Each line from the one that contains "Would you mind marking the distant treeline in" to the end of the material must be set down exactly, and no line before it.
####
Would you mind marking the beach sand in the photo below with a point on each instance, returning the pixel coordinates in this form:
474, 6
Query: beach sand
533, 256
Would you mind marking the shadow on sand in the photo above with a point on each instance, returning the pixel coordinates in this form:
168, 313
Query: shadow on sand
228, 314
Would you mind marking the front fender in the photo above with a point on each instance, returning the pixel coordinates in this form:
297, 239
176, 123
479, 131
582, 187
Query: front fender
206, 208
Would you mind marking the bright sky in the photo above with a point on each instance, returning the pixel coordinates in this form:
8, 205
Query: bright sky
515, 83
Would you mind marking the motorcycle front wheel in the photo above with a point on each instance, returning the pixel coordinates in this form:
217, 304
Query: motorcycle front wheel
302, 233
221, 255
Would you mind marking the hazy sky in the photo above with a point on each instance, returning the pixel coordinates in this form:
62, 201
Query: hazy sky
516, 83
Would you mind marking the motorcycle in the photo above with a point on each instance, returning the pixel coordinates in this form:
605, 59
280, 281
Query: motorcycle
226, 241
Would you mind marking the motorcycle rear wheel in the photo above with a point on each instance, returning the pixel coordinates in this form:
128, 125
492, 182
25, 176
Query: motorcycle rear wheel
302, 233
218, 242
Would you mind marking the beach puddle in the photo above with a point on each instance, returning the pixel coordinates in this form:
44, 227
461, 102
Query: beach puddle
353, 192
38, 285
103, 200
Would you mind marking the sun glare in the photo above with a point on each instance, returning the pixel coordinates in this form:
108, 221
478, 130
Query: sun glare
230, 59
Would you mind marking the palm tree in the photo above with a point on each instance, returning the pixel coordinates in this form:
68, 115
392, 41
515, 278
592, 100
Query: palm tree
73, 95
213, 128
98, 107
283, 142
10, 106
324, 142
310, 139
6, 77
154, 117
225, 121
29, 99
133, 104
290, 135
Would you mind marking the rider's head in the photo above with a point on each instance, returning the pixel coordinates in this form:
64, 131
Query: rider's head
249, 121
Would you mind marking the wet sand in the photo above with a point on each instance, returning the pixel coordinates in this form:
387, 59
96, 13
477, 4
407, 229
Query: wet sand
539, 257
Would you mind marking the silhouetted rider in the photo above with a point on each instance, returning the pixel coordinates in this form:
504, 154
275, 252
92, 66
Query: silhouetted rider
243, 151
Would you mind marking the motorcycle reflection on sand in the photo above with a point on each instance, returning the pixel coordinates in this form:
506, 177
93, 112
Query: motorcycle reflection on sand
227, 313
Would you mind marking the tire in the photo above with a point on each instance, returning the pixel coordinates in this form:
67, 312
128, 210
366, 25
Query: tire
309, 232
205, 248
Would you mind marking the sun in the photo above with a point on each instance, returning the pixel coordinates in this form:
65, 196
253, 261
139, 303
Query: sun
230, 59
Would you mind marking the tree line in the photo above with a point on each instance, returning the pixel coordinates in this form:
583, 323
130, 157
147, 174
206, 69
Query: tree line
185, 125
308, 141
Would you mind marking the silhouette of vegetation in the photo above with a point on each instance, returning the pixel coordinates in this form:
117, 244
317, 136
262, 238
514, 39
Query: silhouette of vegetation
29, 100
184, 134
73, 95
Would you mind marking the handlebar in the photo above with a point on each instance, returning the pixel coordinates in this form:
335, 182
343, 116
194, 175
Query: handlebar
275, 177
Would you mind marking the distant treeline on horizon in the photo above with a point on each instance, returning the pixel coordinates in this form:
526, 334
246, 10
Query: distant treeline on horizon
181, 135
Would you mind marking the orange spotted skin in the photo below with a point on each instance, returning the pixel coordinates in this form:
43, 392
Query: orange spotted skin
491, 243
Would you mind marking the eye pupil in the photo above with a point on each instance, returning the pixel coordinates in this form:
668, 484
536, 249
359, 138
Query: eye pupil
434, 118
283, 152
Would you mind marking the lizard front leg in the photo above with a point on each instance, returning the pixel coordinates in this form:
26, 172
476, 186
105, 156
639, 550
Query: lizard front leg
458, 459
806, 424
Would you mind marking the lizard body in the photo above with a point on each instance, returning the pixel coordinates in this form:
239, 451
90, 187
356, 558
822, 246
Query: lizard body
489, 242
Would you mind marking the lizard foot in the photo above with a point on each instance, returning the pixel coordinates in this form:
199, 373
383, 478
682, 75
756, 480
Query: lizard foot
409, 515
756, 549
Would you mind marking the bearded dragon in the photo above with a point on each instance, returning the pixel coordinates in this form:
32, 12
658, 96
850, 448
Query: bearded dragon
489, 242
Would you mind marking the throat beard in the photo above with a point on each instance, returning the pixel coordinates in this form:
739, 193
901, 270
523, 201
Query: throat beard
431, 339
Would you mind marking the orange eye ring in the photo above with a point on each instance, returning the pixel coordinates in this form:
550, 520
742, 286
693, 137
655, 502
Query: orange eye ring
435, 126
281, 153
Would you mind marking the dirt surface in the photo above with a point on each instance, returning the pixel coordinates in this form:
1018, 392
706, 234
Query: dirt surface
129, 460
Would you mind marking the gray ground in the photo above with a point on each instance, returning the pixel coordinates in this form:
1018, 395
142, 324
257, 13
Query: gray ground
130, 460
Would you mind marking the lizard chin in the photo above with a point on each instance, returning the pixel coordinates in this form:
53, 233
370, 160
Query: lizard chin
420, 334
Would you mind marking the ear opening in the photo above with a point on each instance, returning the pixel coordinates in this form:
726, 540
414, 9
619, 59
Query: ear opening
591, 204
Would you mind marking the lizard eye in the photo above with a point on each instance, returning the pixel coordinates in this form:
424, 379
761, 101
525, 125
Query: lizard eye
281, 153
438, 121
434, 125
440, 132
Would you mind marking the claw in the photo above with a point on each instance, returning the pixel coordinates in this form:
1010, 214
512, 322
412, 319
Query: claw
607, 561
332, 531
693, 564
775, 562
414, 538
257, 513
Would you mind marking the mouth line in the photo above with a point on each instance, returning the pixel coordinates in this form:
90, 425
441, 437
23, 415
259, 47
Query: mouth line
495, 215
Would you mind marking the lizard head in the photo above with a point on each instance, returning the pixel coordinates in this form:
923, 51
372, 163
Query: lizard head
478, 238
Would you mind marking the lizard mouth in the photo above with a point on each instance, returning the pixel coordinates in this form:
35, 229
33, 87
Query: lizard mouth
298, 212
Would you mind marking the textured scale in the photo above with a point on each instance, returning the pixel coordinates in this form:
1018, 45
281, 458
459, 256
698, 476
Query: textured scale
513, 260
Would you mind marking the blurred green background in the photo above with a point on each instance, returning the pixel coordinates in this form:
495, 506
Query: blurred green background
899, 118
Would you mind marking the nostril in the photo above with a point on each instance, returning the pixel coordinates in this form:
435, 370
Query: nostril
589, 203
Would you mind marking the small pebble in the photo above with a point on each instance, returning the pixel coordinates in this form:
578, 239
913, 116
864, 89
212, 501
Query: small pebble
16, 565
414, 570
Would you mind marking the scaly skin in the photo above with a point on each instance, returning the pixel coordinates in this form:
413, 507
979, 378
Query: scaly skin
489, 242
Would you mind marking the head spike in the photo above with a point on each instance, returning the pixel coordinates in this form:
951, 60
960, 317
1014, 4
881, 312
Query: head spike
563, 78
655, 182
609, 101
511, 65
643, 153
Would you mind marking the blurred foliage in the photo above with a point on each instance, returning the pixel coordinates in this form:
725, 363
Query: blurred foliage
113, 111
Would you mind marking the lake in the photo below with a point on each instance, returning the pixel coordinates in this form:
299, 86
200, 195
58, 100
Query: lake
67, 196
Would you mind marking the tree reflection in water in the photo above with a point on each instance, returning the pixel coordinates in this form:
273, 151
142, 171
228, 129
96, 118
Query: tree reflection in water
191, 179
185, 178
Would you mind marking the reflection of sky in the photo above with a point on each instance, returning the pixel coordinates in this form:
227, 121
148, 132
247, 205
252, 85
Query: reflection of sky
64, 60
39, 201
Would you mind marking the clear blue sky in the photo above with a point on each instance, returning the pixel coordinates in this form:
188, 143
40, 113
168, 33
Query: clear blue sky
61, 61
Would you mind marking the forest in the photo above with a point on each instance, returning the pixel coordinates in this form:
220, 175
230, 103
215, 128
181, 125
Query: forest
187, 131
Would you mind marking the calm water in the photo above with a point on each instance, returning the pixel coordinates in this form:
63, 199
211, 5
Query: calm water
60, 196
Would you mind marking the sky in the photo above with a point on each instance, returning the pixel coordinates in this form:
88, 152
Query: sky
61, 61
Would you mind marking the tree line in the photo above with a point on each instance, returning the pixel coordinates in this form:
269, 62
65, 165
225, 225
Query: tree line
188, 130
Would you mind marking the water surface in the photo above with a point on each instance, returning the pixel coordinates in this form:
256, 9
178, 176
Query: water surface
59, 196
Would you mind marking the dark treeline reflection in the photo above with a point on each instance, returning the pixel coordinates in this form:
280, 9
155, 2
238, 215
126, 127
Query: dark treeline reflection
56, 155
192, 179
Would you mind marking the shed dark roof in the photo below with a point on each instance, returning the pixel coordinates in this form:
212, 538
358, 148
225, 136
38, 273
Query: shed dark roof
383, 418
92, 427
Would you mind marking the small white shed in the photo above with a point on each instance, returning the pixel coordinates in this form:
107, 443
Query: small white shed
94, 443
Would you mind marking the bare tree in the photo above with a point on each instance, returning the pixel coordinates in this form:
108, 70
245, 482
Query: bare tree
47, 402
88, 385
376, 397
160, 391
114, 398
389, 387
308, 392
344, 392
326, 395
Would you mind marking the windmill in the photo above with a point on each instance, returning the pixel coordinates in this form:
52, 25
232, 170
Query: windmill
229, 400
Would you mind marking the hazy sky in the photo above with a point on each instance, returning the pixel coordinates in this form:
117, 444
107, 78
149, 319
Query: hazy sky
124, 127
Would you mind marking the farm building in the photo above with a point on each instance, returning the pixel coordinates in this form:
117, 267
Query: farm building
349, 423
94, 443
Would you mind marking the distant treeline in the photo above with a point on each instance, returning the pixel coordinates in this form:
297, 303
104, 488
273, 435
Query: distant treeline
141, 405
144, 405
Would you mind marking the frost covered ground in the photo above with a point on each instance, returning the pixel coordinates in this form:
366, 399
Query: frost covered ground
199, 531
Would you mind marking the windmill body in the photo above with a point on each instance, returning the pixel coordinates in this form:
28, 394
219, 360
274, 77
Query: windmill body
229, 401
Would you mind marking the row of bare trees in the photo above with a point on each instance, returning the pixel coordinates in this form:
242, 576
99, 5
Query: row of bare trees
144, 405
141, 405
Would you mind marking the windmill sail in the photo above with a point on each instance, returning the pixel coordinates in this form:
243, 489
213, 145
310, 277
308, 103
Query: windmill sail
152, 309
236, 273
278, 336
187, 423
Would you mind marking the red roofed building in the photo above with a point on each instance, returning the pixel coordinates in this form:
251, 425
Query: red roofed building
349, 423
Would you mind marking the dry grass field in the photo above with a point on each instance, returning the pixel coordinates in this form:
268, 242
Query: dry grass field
####
◆ RESULT:
Would you mind marking the distant treeline in the photo above with a point on each instance, returning the pixel coordinates in this form:
297, 303
104, 488
273, 435
Query: distant treeline
141, 405
144, 405
Would you mind marking the frost covered ground in the photo above with a point on each instance, returning the pixel coordinates in this form:
366, 399
Query: frost covered ground
199, 531
Would you mind marking the windmill body in the photo above with a point on each instance, returning the pixel coordinates in this form:
28, 394
219, 360
274, 77
Query: windmill body
229, 401
Would you mind marking the row of bare trees in the photo above with a point on each instance, returning the pixel coordinates in this form:
242, 576
99, 5
Query: row of bare trees
144, 405
141, 405
Would you mind marking the windmill sail in the photo above with a point on each instance, returning the pixel coordinates in this form:
243, 489
213, 145
310, 277
308, 103
Query: windmill sail
152, 309
236, 273
278, 336
187, 423
Would you mind marking the red roofed building in the photo above with a point on each instance, returning the pixel coordinates in this form:
251, 425
Query: red roofed building
349, 423
Would you mind marking the dry grass field in the photo above with a point on each instance, returning the pixel coordinates in this form:
268, 242
Query: dry grass field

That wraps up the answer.